***** Data listing *****

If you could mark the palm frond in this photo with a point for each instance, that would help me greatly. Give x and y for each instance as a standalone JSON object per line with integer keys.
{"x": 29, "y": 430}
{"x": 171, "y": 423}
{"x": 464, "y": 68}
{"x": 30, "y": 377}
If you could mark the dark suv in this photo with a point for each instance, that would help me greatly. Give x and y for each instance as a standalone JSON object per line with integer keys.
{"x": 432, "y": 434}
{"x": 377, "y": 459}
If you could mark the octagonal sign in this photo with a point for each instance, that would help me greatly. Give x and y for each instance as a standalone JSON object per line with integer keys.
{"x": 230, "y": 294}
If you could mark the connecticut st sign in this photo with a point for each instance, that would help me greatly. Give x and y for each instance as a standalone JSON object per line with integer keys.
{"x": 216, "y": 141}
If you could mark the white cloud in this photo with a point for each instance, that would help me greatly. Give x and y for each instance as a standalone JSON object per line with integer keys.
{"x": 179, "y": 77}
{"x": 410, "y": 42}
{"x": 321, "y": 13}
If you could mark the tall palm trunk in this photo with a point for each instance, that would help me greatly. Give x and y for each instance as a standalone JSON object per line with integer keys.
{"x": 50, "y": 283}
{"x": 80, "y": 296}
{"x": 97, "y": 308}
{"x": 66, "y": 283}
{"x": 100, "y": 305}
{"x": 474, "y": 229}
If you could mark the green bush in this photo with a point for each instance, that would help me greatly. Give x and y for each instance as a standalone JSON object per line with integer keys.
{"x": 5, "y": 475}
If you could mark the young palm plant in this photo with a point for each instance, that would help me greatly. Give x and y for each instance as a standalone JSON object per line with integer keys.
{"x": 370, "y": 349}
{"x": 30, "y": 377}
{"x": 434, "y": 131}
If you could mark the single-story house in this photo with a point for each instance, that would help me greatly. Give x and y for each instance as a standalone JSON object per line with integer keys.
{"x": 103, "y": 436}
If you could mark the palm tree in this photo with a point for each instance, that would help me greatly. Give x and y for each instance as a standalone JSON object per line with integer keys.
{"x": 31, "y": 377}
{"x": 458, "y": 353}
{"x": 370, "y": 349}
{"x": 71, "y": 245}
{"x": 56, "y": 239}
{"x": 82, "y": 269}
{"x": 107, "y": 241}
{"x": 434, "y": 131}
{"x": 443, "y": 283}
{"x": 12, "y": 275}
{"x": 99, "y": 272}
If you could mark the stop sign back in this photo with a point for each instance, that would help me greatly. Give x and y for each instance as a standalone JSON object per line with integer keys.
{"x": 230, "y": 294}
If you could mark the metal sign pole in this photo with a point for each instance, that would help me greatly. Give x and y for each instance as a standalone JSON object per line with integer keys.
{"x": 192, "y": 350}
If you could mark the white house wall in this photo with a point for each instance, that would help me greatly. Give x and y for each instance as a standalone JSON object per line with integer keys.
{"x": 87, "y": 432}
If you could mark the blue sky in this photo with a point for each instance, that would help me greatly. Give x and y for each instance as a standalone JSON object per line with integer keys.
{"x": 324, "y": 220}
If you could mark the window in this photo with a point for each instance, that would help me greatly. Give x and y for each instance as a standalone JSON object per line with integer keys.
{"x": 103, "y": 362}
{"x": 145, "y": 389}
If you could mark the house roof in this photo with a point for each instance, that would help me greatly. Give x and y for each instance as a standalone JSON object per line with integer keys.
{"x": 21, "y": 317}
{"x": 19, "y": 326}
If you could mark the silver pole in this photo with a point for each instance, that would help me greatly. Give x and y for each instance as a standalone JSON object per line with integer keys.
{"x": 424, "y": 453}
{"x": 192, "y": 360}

*****

- Task prompt
Your task is to retype the records precisely as they stand.

- Exercise output
If you could mark the palm frond in this photo with a point for each instance, that would help me greatly. Give x and y for each instance as a standalone JSON object per line with integer keys.
{"x": 29, "y": 430}
{"x": 171, "y": 423}
{"x": 464, "y": 68}
{"x": 30, "y": 377}
If you could mark the dark suv in this photo with a point for each instance, that would help me greatly. Give x and y for each instance as a standalone JSON object per line with integer keys.
{"x": 432, "y": 434}
{"x": 377, "y": 459}
If you could mark the octagonal sign in this photo with a point for each instance, that would help me greatly. Give x and y for each instance as a standalone JSON object per line with integer keys.
{"x": 230, "y": 294}
If you could mark the connecticut st sign in this photo with a point for each instance, that would help me greatly. Give x and y for each instance as a standalone JSON object per line with integer keys.
{"x": 216, "y": 141}
If you could mark the white cloud in this photo with a point for each instance, that would help me greatly. Give x and y for each instance as a standalone JSON object per line with integer keys.
{"x": 179, "y": 77}
{"x": 410, "y": 42}
{"x": 321, "y": 13}
If you could mark the tall palm trunk in this photo with a point for each instance, that would help me greatly. Give x and y for each instance as a standalone JSON object per line with integer keys.
{"x": 50, "y": 283}
{"x": 80, "y": 296}
{"x": 97, "y": 308}
{"x": 66, "y": 283}
{"x": 100, "y": 305}
{"x": 474, "y": 229}
If you could mark the green bush in this photo with a point for each instance, that would help me greatly. Give x and y for each instance as a standalone JSON object per line with integer keys.
{"x": 5, "y": 475}
If you could mark the young palm plant in this photo with a point for each instance, that would help me greatly. Give x and y for each instance as a standalone JSON object per line with integer keys.
{"x": 370, "y": 349}
{"x": 30, "y": 377}
{"x": 434, "y": 131}
If you could mark the single-story house in this photo with a point for each instance, that would help me greatly. Give x and y for each instance as a standalone JSON object per line with integer keys.
{"x": 103, "y": 436}
If you could mark the palm tree in this photo with a point for each instance, that would help me greatly. Give x and y for each instance as a standalone JSON object per line with integer keys.
{"x": 31, "y": 377}
{"x": 458, "y": 353}
{"x": 370, "y": 349}
{"x": 71, "y": 245}
{"x": 56, "y": 239}
{"x": 82, "y": 269}
{"x": 107, "y": 241}
{"x": 434, "y": 131}
{"x": 443, "y": 283}
{"x": 12, "y": 275}
{"x": 99, "y": 272}
If you could mark the stop sign back in this photo with a point for each instance, that would help me greatly. Give x and y for each instance as a standalone JSON object per line with integer keys.
{"x": 230, "y": 294}
If you could mark the metal sign pole in this photo with a point for each instance, that would help me greatly. Give x and y for each instance as a standalone JSON object per line with integer keys.
{"x": 192, "y": 350}
If you could mark the white house wall in this photo with a point for each instance, that would help me greatly. Give x and y for each instance as a standalone JSON object per line with integer keys.
{"x": 87, "y": 432}
If you could mark the blue sky in this photo with a point for each instance, that would help me greatly. Give x and y for each instance as a standalone JSON object per line with integer keys.
{"x": 324, "y": 220}
If you could mark the window in this photo with a point for each instance, that would help me greatly. Give x and y for each instance as a standalone JSON object per line with integer keys.
{"x": 103, "y": 362}
{"x": 145, "y": 389}
If you could mark the house roof in this photo with a point for each instance, that would help me greatly. Give x and y for each instance as a standalone JSON object per line with integer keys.
{"x": 21, "y": 317}
{"x": 19, "y": 326}
If you could mark the silver pole in this photo with a point for each instance, that would help me greatly. Give x and y for each instance as a standalone JSON object per line with integer keys.
{"x": 424, "y": 453}
{"x": 192, "y": 360}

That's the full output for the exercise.